▶ **Some entries**
***

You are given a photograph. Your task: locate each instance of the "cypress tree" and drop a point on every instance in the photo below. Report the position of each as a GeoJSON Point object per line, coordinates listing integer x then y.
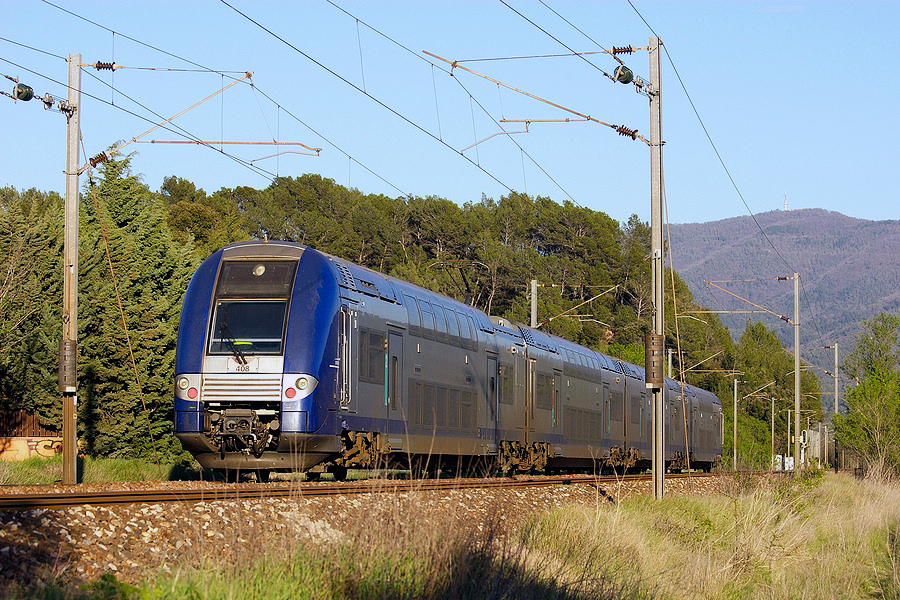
{"type": "Point", "coordinates": [124, 405]}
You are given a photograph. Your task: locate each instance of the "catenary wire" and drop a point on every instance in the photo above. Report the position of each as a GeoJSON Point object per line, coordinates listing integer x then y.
{"type": "Point", "coordinates": [227, 74]}
{"type": "Point", "coordinates": [360, 90]}
{"type": "Point", "coordinates": [467, 92]}
{"type": "Point", "coordinates": [725, 168]}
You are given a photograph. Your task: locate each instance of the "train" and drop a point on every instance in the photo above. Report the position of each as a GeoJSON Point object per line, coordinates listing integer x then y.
{"type": "Point", "coordinates": [290, 359]}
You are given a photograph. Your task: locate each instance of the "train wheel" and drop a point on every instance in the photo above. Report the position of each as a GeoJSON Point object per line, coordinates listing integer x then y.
{"type": "Point", "coordinates": [339, 472]}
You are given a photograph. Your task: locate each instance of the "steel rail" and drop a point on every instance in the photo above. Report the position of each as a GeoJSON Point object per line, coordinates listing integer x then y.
{"type": "Point", "coordinates": [64, 499]}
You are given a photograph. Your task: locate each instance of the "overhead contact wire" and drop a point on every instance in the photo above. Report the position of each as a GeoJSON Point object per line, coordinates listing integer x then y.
{"type": "Point", "coordinates": [362, 91]}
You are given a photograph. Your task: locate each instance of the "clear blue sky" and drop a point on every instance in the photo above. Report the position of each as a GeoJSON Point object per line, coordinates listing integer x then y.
{"type": "Point", "coordinates": [798, 97]}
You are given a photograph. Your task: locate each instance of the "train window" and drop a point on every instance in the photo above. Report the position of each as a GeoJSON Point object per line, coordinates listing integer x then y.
{"type": "Point", "coordinates": [492, 395]}
{"type": "Point", "coordinates": [453, 409]}
{"type": "Point", "coordinates": [440, 408]}
{"type": "Point", "coordinates": [452, 326]}
{"type": "Point", "coordinates": [440, 326]}
{"type": "Point", "coordinates": [465, 337]}
{"type": "Point", "coordinates": [428, 407]}
{"type": "Point", "coordinates": [506, 386]}
{"type": "Point", "coordinates": [248, 327]}
{"type": "Point", "coordinates": [427, 319]}
{"type": "Point", "coordinates": [256, 279]}
{"type": "Point", "coordinates": [412, 312]}
{"type": "Point", "coordinates": [543, 397]}
{"type": "Point", "coordinates": [395, 381]}
{"type": "Point", "coordinates": [371, 356]}
{"type": "Point", "coordinates": [474, 331]}
{"type": "Point", "coordinates": [617, 406]}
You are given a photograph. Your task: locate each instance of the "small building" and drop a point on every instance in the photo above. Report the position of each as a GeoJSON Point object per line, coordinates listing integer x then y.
{"type": "Point", "coordinates": [22, 436]}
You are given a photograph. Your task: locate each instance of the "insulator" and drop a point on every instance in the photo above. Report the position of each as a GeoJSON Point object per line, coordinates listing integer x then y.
{"type": "Point", "coordinates": [67, 375]}
{"type": "Point", "coordinates": [632, 133]}
{"type": "Point", "coordinates": [100, 158]}
{"type": "Point", "coordinates": [23, 92]}
{"type": "Point", "coordinates": [623, 74]}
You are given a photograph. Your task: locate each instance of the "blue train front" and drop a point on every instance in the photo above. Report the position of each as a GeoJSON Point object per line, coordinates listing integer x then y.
{"type": "Point", "coordinates": [256, 365]}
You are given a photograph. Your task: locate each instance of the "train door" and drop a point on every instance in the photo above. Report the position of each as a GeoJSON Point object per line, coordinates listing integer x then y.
{"type": "Point", "coordinates": [489, 420]}
{"type": "Point", "coordinates": [520, 393]}
{"type": "Point", "coordinates": [530, 391]}
{"type": "Point", "coordinates": [349, 360]}
{"type": "Point", "coordinates": [393, 381]}
{"type": "Point", "coordinates": [555, 408]}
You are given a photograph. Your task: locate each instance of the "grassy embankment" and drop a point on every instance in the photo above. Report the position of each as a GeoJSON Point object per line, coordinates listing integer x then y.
{"type": "Point", "coordinates": [824, 536]}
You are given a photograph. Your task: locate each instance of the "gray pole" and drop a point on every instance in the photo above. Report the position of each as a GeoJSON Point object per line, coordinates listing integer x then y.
{"type": "Point", "coordinates": [797, 465]}
{"type": "Point", "coordinates": [734, 443]}
{"type": "Point", "coordinates": [534, 303]}
{"type": "Point", "coordinates": [835, 378]}
{"type": "Point", "coordinates": [68, 349]}
{"type": "Point", "coordinates": [772, 459]}
{"type": "Point", "coordinates": [656, 234]}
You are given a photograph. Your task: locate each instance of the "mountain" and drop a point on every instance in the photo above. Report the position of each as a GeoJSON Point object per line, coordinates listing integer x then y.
{"type": "Point", "coordinates": [849, 271]}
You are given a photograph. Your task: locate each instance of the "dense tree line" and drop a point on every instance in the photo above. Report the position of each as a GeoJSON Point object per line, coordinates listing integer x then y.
{"type": "Point", "coordinates": [593, 273]}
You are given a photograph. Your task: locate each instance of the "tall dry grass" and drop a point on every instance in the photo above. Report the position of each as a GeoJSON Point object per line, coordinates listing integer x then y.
{"type": "Point", "coordinates": [820, 537]}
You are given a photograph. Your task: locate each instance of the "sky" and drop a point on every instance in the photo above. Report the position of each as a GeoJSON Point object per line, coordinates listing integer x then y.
{"type": "Point", "coordinates": [760, 100]}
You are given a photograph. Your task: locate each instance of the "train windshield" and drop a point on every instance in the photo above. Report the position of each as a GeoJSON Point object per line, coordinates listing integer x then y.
{"type": "Point", "coordinates": [250, 307]}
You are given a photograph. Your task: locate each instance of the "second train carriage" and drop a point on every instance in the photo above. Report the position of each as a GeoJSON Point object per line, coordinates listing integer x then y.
{"type": "Point", "coordinates": [292, 359]}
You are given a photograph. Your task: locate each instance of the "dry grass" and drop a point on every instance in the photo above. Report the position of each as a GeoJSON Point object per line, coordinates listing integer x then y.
{"type": "Point", "coordinates": [831, 537]}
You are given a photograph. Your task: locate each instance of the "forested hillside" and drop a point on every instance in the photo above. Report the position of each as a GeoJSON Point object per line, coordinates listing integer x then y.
{"type": "Point", "coordinates": [138, 249]}
{"type": "Point", "coordinates": [848, 267]}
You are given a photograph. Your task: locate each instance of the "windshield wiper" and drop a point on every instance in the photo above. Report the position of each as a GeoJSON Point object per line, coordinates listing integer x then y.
{"type": "Point", "coordinates": [229, 339]}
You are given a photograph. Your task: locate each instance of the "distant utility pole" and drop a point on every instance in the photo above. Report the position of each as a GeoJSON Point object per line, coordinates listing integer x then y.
{"type": "Point", "coordinates": [68, 346]}
{"type": "Point", "coordinates": [797, 464]}
{"type": "Point", "coordinates": [534, 303]}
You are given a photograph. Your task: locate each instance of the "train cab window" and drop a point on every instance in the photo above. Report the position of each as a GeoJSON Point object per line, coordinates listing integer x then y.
{"type": "Point", "coordinates": [440, 326]}
{"type": "Point", "coordinates": [412, 312]}
{"type": "Point", "coordinates": [248, 327]}
{"type": "Point", "coordinates": [427, 319]}
{"type": "Point", "coordinates": [251, 306]}
{"type": "Point", "coordinates": [452, 327]}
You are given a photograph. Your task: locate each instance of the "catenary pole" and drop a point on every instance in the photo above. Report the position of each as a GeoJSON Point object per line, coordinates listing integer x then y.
{"type": "Point", "coordinates": [797, 465]}
{"type": "Point", "coordinates": [656, 234]}
{"type": "Point", "coordinates": [68, 348]}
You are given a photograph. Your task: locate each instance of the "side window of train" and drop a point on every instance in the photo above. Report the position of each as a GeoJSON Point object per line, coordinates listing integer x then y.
{"type": "Point", "coordinates": [452, 326]}
{"type": "Point", "coordinates": [474, 331]}
{"type": "Point", "coordinates": [440, 326]}
{"type": "Point", "coordinates": [427, 319]}
{"type": "Point", "coordinates": [544, 392]}
{"type": "Point", "coordinates": [412, 312]}
{"type": "Point", "coordinates": [371, 356]}
{"type": "Point", "coordinates": [506, 384]}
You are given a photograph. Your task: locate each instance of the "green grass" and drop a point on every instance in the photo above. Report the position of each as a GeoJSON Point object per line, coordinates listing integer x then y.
{"type": "Point", "coordinates": [821, 536]}
{"type": "Point", "coordinates": [46, 471]}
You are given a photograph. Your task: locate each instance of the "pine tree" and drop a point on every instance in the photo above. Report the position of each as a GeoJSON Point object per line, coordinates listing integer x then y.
{"type": "Point", "coordinates": [126, 406]}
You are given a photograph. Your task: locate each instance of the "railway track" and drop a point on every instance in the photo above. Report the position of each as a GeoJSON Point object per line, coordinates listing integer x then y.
{"type": "Point", "coordinates": [51, 500]}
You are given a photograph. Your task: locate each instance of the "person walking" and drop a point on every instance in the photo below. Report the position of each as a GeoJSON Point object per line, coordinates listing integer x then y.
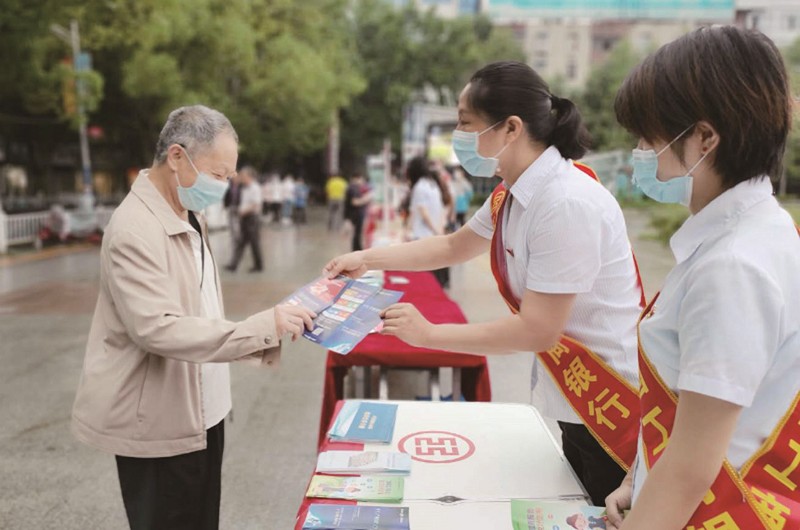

***

▶ **Task to carry out**
Find every line in the entries above that contains the word "mountain", and copy each of those lines out in full.

▶ **Full output**
You are given a photograph. Your task: locate each instance of the "mountain" and drop a point on every instance in the photo above. Report the position of each as a GeoJSON Point object per line, coordinates listing integer x then y.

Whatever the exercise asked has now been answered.